### [Aufgabe]
Zitieren Sie den nachfolgenden Forumsthread über die nicht mehr erkannte USB-Festplatte vollständig und ohne jede Änderung.

### [Vorliegender Auszug]
══════════

# Usb Festplatte wird nicht mehr erkannt



## depechemode (11. Januar 2005)

Hallo ich habe mir vor 2 Monate eine USB 2.0 Festplatte gekauft 
Bisher war auch alles ok bis auf gesten ich hatte sie wider an meinen PC Angschlussen und sie urde nicht mher erkannt.
Allerdings kann ist die Platte nicht kaput weil ich sie noch einen anderen System getestet habe.

Fehlermeldung







Mein Problem System 
Win XP Pro Sp2 USB 2.0
Ich bin wie folg vorgegannen um das Problem zulösen 

1. Deinstal der alten USB Treiber 
2. Treiber für Usb neu istalliert. (Kein Neues Ergebnis)
3. Testen der Fest platte an meinen Notebook 
System 
Win XP Home Sp2 USB 2.0


Und Jetzt weis ich nicht mehr weiter was ich noch machen kann !

Ich erbitte um Hilfe


----------



## TobGod (11. Januar 2005)

Genau das gleiche hatte ich mal bei meinem USB-Stick. Vor 5min. hat's noch geklappt, dann ging es auf einmal nicht mehr. Ich habe einfach den Rechner neugestartet und nochmal probiert, dann ging's wíeder   Vielleicht schaust du mal, ob die Kontakte vielleicht verstaubt bzw. verdreckt sind ?


----------



## depechemode (12. Januar 2005)

Das ist es Leieder nicht den ich habe 4 USB Ports und auf allen gehts nicht


----------

══════════

(Datenzeilen)
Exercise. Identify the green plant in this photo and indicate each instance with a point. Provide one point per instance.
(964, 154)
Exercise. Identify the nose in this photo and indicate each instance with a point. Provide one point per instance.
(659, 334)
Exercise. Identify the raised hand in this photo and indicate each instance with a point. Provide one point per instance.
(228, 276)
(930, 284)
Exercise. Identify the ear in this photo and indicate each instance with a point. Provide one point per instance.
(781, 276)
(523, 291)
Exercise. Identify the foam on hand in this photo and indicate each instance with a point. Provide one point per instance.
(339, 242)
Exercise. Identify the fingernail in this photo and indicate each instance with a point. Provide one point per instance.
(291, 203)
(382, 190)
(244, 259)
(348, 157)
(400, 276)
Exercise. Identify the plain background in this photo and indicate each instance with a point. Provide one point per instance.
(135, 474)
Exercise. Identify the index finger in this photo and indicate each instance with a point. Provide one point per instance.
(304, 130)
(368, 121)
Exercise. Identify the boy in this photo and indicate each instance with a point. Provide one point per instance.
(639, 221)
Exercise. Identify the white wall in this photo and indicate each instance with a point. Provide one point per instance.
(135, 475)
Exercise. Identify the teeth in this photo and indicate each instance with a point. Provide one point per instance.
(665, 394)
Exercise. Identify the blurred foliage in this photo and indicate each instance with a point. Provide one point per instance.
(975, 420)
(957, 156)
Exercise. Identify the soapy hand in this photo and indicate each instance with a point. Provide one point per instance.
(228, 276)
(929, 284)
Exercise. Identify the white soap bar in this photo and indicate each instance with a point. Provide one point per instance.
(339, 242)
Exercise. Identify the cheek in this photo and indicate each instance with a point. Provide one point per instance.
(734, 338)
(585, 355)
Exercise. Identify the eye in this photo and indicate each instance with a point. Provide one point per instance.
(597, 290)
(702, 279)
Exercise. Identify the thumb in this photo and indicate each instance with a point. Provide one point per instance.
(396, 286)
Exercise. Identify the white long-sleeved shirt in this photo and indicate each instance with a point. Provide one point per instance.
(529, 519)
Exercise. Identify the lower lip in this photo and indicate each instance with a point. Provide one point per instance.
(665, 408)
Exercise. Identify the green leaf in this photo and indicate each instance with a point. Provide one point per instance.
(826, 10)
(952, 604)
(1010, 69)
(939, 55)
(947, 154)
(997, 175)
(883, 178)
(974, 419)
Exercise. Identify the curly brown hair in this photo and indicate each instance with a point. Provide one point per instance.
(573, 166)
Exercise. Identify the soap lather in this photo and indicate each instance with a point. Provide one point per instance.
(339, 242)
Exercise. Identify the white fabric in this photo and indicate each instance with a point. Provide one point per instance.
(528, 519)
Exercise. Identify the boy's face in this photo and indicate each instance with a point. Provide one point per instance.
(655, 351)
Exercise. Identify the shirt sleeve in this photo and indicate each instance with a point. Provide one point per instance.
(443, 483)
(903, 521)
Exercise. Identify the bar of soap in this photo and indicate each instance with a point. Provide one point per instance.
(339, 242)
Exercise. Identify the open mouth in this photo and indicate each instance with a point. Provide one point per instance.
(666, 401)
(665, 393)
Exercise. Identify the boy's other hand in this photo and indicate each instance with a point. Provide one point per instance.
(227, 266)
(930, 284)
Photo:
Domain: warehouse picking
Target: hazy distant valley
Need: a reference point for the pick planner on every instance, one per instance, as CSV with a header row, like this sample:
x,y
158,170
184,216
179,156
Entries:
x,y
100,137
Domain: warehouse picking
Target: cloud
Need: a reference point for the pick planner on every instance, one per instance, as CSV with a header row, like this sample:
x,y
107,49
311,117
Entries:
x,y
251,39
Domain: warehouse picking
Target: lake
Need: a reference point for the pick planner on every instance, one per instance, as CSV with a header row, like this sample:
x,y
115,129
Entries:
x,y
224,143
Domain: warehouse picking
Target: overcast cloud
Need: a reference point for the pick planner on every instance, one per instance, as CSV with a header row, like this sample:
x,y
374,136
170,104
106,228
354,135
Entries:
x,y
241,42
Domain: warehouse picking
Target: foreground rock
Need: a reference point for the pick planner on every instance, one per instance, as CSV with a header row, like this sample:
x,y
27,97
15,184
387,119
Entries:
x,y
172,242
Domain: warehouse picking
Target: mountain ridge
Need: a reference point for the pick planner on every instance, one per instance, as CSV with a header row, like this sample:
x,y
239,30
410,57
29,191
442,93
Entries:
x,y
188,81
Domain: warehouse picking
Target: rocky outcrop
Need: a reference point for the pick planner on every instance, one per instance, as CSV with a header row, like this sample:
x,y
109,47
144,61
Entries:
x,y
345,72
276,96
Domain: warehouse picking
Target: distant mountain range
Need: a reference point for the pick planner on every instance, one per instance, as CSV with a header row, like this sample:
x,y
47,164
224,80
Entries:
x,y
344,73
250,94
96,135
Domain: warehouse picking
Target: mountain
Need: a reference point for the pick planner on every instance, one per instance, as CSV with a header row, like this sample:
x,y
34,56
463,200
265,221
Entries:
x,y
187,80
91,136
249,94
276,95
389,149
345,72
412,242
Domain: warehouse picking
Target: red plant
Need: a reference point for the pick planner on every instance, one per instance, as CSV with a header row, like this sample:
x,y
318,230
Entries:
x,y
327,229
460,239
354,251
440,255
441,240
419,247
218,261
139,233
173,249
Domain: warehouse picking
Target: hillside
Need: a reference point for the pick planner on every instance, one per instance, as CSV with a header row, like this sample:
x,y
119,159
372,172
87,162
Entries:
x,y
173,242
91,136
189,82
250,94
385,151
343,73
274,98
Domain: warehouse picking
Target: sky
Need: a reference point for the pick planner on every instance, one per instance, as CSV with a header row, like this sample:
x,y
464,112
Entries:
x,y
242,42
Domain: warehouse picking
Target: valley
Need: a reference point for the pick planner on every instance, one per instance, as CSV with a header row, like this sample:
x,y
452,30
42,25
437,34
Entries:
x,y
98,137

══════════

### [Vollständige Antwort]
# Usb Festplatte wird nicht mehr erkannt



## depechemode (11. Januar 2005)

Hallo ich habe mir vor 2 Monate eine USB 2.0 Festplatte gekauft 
Bisher war auch alles ok bis auf gesten ich hatte sie wider an meinen PC Angschlussen und sie urde nicht mher erkannt.
Allerdings kann ist die Platte nicht kaput weil ich sie noch einen anderen System getestet habe.

Fehlermeldung







Mein Problem System 
Win XP Pro Sp2 USB 2.0
Ich bin wie folg vorgegannen um das Problem zulösen 

1. Deinstal der alten USB Treiber 
2. Treiber für Usb neu istalliert. (Kein Neues Ergebnis)
3. Testen der Fest platte an meinen Notebook 
System 
Win XP Home Sp2 USB 2.0


Und Jetzt weis ich nicht mehr weiter was ich noch machen kann !

Ich erbitte um Hilfe


----------



## TobGod (11. Januar 2005)

Genau das gleiche hatte ich mal bei meinem USB-Stick. Vor 5min. hat's noch geklappt, dann ging es auf einmal nicht mehr. Ich habe einfach den Rechner neugestartet und nochmal probiert, dann ging's wíeder   Vielleicht schaust du mal, ob die Kontakte vielleicht verstaubt bzw. verdreckt sind ?


----------



## depechemode (12. Januar 2005)

Das ist es Leieder nicht den ich habe 4 USB Ports und auf allen gehts nicht


----------